Task set –
(1) Reproduce the stretch from "Focusing on a" through "have with others." in the panic attack account word for word.
(2) In the panic attack account, how old was the writer when the first panic attack led to Robert Wood Johnson?

Extract to read –
Only four apartments in this complex, one occupied by a friend who's also a weed dealer, now my weed dealer.
At this moment, a decision I regret.
The night started out fine.
In preparation for meeting Darren in Hoboken, I take a few rips from the bong.
Everything starts spiraling.
A feeling I've had before, often, though this one rushes at me with unusual vigor.
I'm going to die on the side of a highway at 22 years of age.
I know I'm calling the ambulance.
And I know they'll know what's going on, a prophecy that kind of sort of turns out true.
They won't learn the full story, both what I won't tell them and what none of us know.
Dash around my studio frantically, gather things, throw shit out, clean, the latter an odd but recurring choice whenever I have a panic attack.
Focusing on a task proves helpful when overtaken by an avalanche of anxiety.
Scrubbing dishes and vacuuming have worked before, not tonight.
Even the dispatcher sounds skeptical.
I'm more frantic than dying.
She sends an ambulance at my insistence.
The studio still reeks of weed as I carry the cordless phone look it up to the parking lot.
Of course, a cop shows up first.
There are protocols for this type of thing.
He really wants to get inside my apartment, you know, to check things out.
I know what he's doing.
He knows that I know, and he's forcing the issue anyway.
I punt.
He knows I'm punting, but I'm a white guy in Hackensack and he's not going to take liberties he might have with others.
The phone comes with me to the emergency room.
The rescue squad attached oxygen to my nose.
Immediate calm washes over me.
Halfway to the hospital, I just want to turn around.
I'm embarrassed.
They're pissed, rushing out on a Friday evening to shuffle this kid who's on who knows what to the ER when they could be enjoying a pizza and watching the game.
The doctor is even less forgiving.
He treats me with as little respect as possible.
I can't blame him, though I also know it's not just weed.
Bong hits triggered something but weren't the origin of that thing.
I won't piece this together for years when I'm officially diagnosed with general anxiety disorder.
Only then do I finally understand what's been crashing my nervous system since my first panic attack sent me to Robert Wood Johnson, yeah, there again, at age 16.
They didn't know what was happening back then either.
Panic Attacks and Disordered Eating00:02:06
Panic attacks weren't in the public vernacular.
I had gotten in a fight with my mom, sprinted around the block in the tizzy, returning home to collapse on the bathroom floor.
She freaks out, rightly.
Suddenly, the entire neighborhood is watching me being rolled out on a stretcher.
The doctors in New Brunswick treat me with kindness and respect because I'm a kid and there's a corroborating witness.
Plus, no marijuana.
The Hackensack doctor likely thinks it's worse than weed, as in opioid worse, though he never considers a panic attack.
The year is 1998, after all, when most people didn't really diagnose them, especially when substances are involved.
Which is a shame.
When I first learned about anxiety disorder, panic attacks were presented as being all in your head.
While a grain of truth exists, there are techniques some people, including myself, can do to help alleviate the existential distress of an attack.
The origin of the physiological reaction remains a mystery.
That doesn't make them any less real.
An important piece of this story helped drive my panic.
I was heavy into the poetry and theater scene.
One of my favorite professors at Rutgers was Miguel Aguirre, who co founded the New Recon Poets Cafe in Alphabet City.
I performed all over North Jersey and New York City.
I also did spoken word with a band, a useful distraction, as I had just gone through the first major breakup of my life.
There's a photo of me from a show at Webster Hall, mic in hand, looking like a ghost.
At 6'3, I had dropped to 159 pounds.
The breakup hit me hard and I wasn't taking care of myself.
While I did put weight back on, this marked the beginning of a 15 year struggle with disordered eating, which, it turns out, helps explain how I ended up in the emergency room in Hackensack.

Information –
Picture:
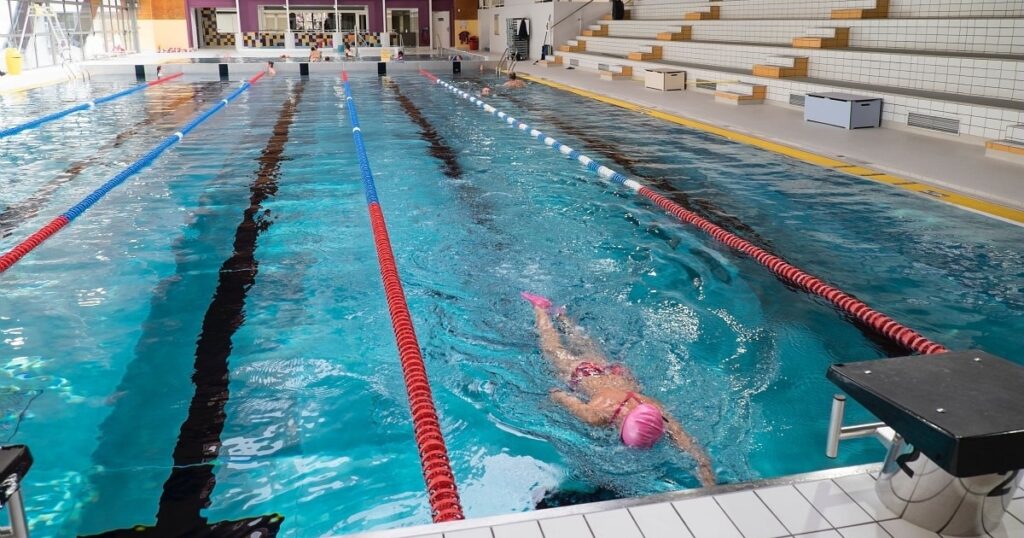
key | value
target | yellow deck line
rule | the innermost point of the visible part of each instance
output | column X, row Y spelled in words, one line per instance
column 944, row 195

Responses by task –
(1)
Focusing on a task proves helpful when overtaken by an avalanche of anxiety.
Scrubbing dishes and vacuuming have worked before, not tonight.
Even the dispatcher sounds skeptical.
I'm more frantic than dying.
She sends an ambulance at my insistence.
The studio still reeks of weed as I carry the cordless phone look it up to the parking lot.
Of course, a cop shows up first.
There are protocols for this type of thing.
He really wants to get inside my apartment, you know, to check things out.
I know what he's doing.
He knows that I know, and he's forcing the issue anyway.
I punt.
He knows I'm punting, but I'm a white guy in Hackensack and he's not going to take liberties he might have with others.

(2) 16